--- Start RECORDS SUPPLIED ---

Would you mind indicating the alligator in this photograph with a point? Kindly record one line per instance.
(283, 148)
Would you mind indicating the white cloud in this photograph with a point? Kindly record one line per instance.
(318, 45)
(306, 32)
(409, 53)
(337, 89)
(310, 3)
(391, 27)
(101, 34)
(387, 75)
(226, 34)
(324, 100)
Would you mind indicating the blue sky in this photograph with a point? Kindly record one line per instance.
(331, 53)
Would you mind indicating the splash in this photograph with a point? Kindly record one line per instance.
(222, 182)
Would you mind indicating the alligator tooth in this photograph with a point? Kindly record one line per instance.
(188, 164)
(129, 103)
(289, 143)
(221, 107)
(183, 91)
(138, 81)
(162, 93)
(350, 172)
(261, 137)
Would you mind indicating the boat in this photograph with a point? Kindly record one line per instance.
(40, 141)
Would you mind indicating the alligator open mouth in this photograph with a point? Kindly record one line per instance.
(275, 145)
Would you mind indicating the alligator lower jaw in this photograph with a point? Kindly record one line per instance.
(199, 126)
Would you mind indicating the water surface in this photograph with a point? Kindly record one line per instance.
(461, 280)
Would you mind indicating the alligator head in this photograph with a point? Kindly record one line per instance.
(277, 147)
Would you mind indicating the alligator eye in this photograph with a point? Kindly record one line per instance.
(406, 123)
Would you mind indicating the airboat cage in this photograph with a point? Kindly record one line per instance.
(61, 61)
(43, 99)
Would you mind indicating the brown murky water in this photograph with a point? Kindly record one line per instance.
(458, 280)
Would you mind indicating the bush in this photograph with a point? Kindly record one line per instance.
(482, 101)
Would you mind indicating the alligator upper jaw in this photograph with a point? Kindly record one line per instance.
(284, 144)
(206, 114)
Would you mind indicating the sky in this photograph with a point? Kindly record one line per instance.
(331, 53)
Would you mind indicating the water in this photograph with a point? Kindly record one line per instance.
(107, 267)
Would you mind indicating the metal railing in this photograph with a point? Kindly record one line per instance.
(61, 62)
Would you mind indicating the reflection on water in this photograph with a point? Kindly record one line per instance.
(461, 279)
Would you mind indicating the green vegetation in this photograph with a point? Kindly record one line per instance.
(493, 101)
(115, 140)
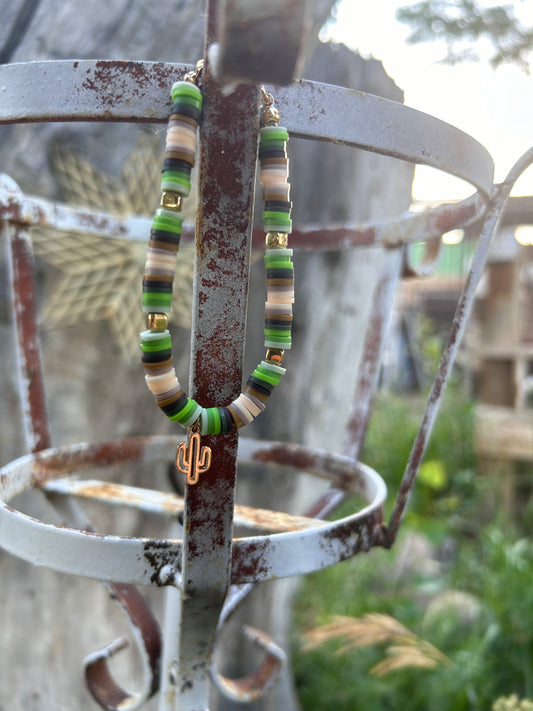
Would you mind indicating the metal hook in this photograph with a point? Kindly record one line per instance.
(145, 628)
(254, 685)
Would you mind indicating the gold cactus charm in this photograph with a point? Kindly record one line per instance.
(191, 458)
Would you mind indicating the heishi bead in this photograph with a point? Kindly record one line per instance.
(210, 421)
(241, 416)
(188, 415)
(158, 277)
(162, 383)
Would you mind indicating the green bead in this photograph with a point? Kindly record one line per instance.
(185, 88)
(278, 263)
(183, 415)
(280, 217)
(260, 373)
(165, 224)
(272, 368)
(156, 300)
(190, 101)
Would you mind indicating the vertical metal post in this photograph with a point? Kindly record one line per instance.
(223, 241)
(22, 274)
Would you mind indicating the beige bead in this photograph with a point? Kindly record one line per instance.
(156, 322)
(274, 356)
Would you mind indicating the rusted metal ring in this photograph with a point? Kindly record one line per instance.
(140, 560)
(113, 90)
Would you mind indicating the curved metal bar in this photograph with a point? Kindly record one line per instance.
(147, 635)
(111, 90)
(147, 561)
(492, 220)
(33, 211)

--- End RECORDS SUPPLIED ---
--- Start RECORDS SUPPLIED ---

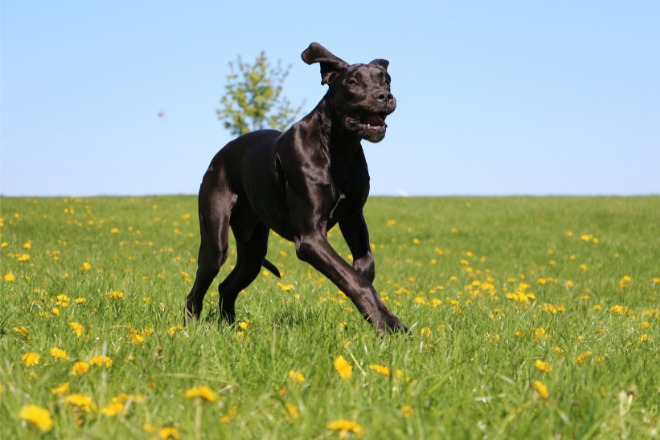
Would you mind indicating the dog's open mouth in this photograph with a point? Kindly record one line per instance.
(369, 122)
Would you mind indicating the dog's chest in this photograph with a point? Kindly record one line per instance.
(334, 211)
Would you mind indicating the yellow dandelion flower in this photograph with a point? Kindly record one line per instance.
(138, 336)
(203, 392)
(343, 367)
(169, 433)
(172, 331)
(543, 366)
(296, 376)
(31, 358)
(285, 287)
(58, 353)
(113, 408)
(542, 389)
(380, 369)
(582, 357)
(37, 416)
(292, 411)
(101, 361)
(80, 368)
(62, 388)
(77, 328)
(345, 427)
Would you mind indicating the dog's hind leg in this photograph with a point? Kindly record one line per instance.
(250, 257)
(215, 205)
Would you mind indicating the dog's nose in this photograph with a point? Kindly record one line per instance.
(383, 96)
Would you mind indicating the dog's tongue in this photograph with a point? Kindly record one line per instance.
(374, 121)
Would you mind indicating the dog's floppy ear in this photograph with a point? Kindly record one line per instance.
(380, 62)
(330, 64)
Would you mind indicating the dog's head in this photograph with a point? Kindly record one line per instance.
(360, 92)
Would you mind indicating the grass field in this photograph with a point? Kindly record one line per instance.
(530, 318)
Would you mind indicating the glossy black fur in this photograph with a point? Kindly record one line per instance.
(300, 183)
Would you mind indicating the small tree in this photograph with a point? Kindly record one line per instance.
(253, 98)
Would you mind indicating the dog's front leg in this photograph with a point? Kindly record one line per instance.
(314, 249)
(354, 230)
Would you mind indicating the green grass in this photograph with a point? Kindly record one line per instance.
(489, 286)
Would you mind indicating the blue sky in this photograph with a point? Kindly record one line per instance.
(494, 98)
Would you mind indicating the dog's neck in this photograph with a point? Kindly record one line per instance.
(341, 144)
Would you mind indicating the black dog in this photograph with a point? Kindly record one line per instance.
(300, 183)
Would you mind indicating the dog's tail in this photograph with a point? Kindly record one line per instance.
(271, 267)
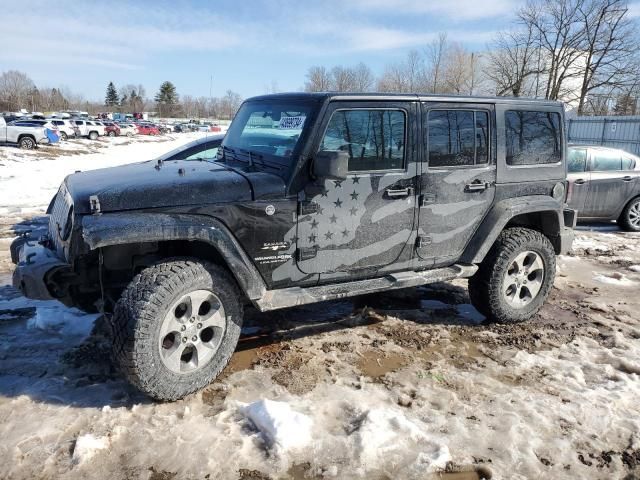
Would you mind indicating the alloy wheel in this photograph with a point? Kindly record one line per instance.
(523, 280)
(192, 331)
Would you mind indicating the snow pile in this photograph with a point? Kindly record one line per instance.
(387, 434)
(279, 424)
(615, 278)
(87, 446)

--- End RECORDS SUPPLIED ---

Find every line in the rows above that contains the word "head", matching upper and lower case exactly, and copy each of those lines.

Would you mind indicating the alligator head in this photograph with a point? Kindly record one line per instance.
Would you mind indicating the dog's head in this photograph with a point? Kindly record one line per instance.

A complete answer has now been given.